**What to produce**
In the records below, copy out everything from the line containing "Task: please point out the woman in yellow" down to the line containing "<point>484,169</point>", both included, with each line unchanged.

**Dataset rows**
###
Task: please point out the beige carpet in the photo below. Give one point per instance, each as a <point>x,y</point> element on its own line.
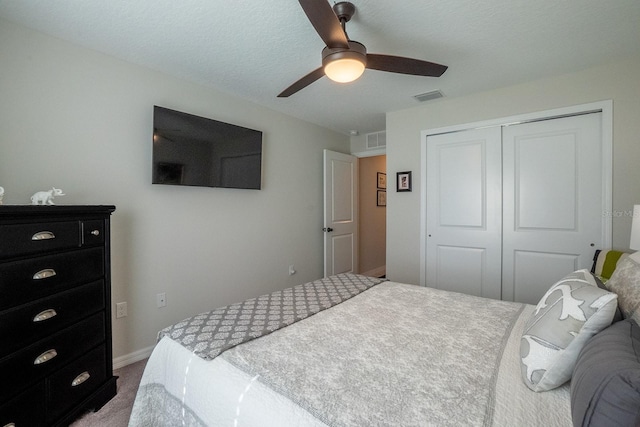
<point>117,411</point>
###
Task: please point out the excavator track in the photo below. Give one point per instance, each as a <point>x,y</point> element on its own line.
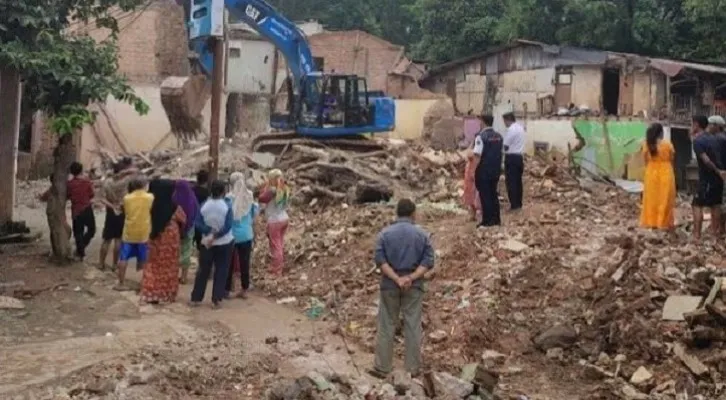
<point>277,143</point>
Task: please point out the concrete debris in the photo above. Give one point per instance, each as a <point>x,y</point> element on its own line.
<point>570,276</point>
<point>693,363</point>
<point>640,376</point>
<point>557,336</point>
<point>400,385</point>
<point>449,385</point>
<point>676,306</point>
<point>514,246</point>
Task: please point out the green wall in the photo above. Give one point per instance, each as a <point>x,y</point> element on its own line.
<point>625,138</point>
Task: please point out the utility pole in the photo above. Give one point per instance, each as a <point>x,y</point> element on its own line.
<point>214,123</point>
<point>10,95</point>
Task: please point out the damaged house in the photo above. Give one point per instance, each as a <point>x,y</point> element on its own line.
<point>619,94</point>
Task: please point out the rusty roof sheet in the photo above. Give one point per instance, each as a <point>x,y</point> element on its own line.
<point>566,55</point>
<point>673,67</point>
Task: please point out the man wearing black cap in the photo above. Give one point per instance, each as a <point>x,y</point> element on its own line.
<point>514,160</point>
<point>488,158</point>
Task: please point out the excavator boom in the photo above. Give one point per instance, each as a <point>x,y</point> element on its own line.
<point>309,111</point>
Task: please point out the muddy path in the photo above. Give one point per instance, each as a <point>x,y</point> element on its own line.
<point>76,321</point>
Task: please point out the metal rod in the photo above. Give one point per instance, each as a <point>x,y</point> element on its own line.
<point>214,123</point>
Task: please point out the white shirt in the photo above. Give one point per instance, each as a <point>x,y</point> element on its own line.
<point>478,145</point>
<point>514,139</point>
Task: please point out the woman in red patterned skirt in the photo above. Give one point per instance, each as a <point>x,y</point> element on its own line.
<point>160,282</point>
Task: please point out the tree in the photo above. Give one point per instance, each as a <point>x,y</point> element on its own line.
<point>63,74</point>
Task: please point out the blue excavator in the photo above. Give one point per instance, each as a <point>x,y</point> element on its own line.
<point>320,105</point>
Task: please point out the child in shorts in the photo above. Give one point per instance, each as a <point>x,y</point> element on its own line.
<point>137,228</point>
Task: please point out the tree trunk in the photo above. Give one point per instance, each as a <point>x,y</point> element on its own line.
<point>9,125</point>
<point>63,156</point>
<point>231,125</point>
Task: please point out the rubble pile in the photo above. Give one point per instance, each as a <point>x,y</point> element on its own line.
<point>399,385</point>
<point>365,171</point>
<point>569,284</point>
###
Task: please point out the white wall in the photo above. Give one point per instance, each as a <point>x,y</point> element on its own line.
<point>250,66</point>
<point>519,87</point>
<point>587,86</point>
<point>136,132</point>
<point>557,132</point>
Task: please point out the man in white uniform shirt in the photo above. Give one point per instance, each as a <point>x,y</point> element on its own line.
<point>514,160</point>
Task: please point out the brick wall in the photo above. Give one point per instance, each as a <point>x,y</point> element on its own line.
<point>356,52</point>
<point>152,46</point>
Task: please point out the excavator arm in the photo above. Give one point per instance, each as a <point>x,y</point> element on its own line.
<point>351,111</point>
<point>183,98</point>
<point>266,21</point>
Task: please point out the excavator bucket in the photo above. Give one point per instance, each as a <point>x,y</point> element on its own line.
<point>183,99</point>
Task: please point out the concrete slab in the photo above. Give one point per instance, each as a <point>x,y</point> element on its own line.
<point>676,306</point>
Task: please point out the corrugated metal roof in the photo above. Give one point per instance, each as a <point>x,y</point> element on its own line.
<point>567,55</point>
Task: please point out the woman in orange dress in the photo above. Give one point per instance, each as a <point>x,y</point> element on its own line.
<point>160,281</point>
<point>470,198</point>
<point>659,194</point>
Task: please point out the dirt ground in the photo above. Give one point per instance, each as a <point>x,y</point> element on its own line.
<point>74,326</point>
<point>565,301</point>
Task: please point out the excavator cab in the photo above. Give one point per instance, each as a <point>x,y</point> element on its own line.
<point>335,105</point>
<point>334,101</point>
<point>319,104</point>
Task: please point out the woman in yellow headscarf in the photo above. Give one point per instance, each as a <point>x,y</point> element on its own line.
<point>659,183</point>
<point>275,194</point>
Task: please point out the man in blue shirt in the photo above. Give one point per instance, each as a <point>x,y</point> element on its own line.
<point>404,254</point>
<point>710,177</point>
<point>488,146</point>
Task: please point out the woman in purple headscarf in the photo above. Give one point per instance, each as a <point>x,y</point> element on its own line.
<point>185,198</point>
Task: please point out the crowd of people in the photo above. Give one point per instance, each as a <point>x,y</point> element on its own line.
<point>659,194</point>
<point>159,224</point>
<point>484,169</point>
###
**Final result**
Task: please point out the woman in yellow headscarf in the photo above. Give one point per instance, each as a <point>x,y</point> element on its own line.
<point>659,183</point>
<point>275,194</point>
Task: please point out the man in blue shirt in the photo above. Give one point per instance, each as a <point>x,y</point> element on its own line.
<point>404,254</point>
<point>710,177</point>
<point>488,146</point>
Task: please point out the woman in purple headscarf in the photo above. Give one point per instance, each as a <point>x,y</point> element on its own line.
<point>185,198</point>
Task: please point out the crowd of people in the photo above. Give one point per instance, each as a <point>x,y</point> element on its own line.
<point>659,194</point>
<point>159,224</point>
<point>484,169</point>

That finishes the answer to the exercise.